**Consigne**
Recopiez mot pour mot le passage du texte sur La saison des feux compris entre « Comme annoncé en » et « lui rendre service. », ces deux extrémités incluses.

**Texte source**
Comme annoncé en introduction, Shaker Heights n’est pas sans rappeler Wisteria Lane – les meurtres en moins. Celeste Ng a grandi dans cette banlieue et dénonce avec moult détails et explications l’hypocrisie et le manichéisme à outrance qui règnent dans ces microsociétés. Le personnage d’Elena est éloquent ; ce n’est pas un hasard si on retrouve une Reese Witherspoon avec raie sur le côté et collier de perles dans l’adaptation en série. Persuadée d’être dans le camp du bien, Elena loue gracieusement – elle précise bien ne pas le faire pour l’argent lors de sa rencontre avec Mia – une maison à une famille monoparentale en situation précaire. Elle ne voit pas non plus l’humiliation infligée lorsqu’elle propose à sa locataire un job de bonne, mais pense sincèrement lui rendre service.

Cette dimension de lutte des classes s’exprime de manière encore plus dramatique dans le conflit entre Bebe Chow et les McCullough. Au-delà du débat sur la primauté ou non des liens du sang dans la parentalité, il y a celui – indissociable du premier, bien évidemment – qui porte sur le pouvoir de l’argent. Peut-on tout acheter ? Le confort qui entoure Mirabelle McCullough est-il préférable à l’amour de celle – aussi pauvre soit-elle – qui lui a donné la vie ? Dans La saison des feux, le narrateur à la troisième personne ne semble pas prendre parti, et la question reste pour ma part sans réponse. En revanche, les couples Richardson et McCullough – en particulier chez les personnages féminins, toujours au centre des intrigues de banlieue puisqu’elles incarnent le monde domestique, comme le prouve la série Desperate Housewives – transpirent de bons sentiments. Linda est persuadée que le bébé n’a rien à faire chez une mère sans le sous et Elena ne comprend pas non plus que cette dernière ose changer d’avis. Et comme toujours, persuadée de faire le bien, elle n’hésite pas à détruire la vie de Mia. Mais le fait-elle pour défendre son amie et rétablir une certaine justice, ou plutôt par vengeance envers une femme qui chamboule ces certitudes depuis son installation dans cette banlieue policée ?

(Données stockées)
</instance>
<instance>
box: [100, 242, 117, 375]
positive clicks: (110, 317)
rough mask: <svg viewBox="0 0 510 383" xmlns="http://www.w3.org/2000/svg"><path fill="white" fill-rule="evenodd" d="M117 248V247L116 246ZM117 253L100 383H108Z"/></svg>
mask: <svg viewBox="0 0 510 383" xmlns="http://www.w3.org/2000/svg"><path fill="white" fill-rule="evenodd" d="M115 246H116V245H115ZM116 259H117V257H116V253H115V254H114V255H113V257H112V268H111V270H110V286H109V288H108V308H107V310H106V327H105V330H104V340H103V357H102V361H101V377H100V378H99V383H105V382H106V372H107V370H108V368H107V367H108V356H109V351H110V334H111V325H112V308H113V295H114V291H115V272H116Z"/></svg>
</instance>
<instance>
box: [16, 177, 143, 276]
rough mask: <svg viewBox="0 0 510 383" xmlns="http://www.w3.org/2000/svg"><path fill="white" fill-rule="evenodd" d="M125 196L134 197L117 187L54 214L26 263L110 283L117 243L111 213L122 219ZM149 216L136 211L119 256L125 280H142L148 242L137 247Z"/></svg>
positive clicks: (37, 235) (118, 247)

**Réponse attendue**
Comme annoncé en introduction, Shaker Heights n’est pas sans rappeler Wisteria Lane – les meurtres en moins. Celeste Ng a grandi dans cette banlieue et dénonce avec moult détails et explications l’hypocrisie et le manichéisme à outrance qui règnent dans ces microsociétés. Le personnage d’Elena est éloquent ; ce n’est pas un hasard si on retrouve une Reese Witherspoon avec raie sur le côté et collier de perles dans l’adaptation en série. Persuadée d’être dans le camp du bien, Elena loue gracieusement – elle précise bien ne pas le faire pour l’argent lors de sa rencontre avec Mia – une maison à une famille monoparentale en situation précaire. Elle ne voit pas non plus l’humiliation infligée lorsqu’elle propose à sa locataire un job de bonne, mais pense sincèrement lui rendre service.